** Problem to solve **
Put the data in the stretch from the line containing "Would it be possible for you to locate the tree" through the line containing "left=90, top=255, right=1280, bottom=719" into a two-column CSV with the headers text and answer. Each row should pair a text with its answer, with each field quoted and line breaks replaced by spaces.

------ Provided material ------

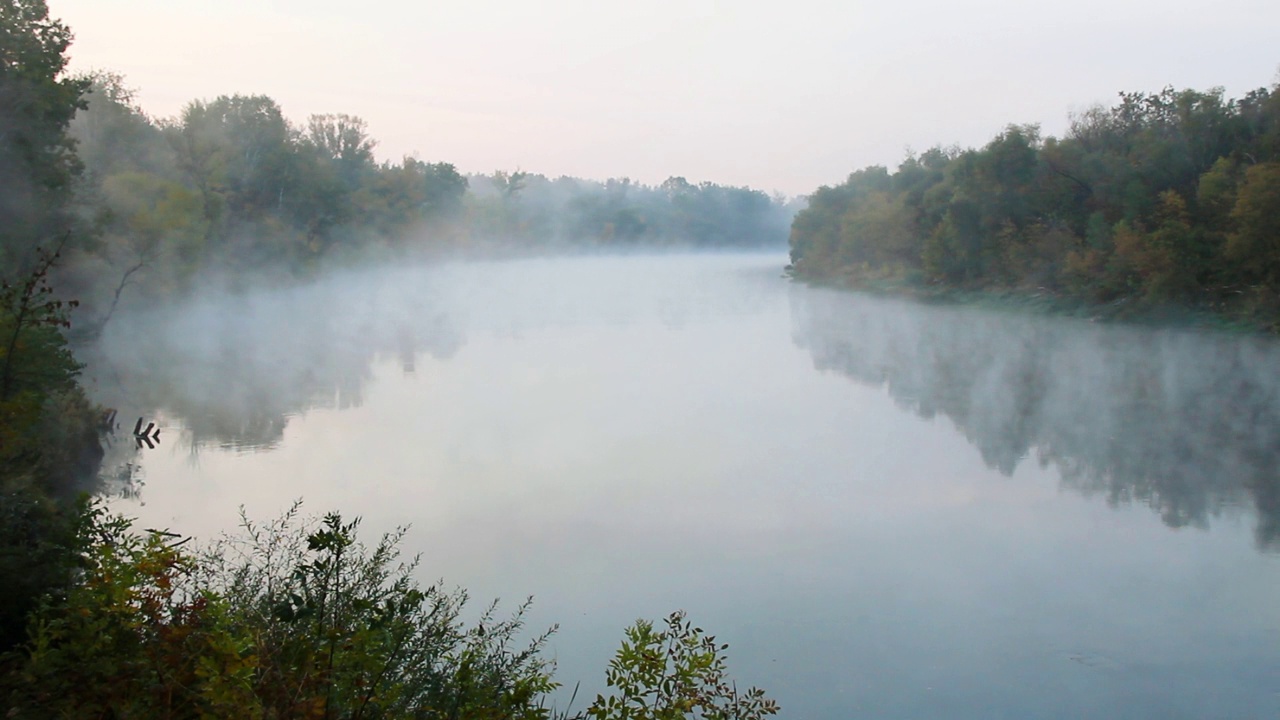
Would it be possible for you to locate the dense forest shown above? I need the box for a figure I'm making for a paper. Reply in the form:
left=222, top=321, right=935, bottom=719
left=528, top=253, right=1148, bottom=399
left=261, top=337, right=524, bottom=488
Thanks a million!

------
------ Provided material ------

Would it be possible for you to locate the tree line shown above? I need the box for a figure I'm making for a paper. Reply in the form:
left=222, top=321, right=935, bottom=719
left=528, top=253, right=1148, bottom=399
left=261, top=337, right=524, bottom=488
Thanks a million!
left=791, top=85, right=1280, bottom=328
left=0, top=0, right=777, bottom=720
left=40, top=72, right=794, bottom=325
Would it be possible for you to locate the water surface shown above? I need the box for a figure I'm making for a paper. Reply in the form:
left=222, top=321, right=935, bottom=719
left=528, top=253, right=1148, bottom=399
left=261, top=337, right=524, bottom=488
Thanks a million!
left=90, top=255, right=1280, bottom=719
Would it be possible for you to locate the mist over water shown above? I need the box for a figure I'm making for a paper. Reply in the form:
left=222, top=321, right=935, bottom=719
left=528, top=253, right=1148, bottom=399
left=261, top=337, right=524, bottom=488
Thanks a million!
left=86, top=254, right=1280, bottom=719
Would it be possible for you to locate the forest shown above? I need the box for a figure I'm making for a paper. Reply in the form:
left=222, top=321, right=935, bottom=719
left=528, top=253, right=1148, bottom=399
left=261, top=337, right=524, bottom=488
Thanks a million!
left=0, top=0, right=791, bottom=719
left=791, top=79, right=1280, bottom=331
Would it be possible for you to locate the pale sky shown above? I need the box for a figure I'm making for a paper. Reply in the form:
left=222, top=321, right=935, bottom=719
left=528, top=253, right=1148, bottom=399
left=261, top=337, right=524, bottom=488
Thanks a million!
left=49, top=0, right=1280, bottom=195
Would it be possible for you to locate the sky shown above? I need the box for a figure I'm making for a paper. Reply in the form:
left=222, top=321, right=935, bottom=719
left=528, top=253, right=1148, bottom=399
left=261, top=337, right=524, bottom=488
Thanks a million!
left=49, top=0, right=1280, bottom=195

------

** Answer to this exercise **
text,answer
"Would it be possible for you to locate the tree line shown above? I need the box for a figure I'm making for a paper. Reply in the form: left=222, top=321, right=935, bottom=719 left=528, top=253, right=1148, bottom=399 left=261, top=337, right=524, bottom=488 Thanks a million!","left=791, top=85, right=1280, bottom=328 left=0, top=0, right=777, bottom=720 left=40, top=72, right=794, bottom=325"
"Would it be possible for you to locate the water surface shown above? I need the box for a figure I'm making for a paper. Reply in the form: left=222, top=321, right=935, bottom=719 left=528, top=253, right=1148, bottom=399 left=261, top=337, right=524, bottom=488 Thanks a million!","left=90, top=255, right=1280, bottom=719"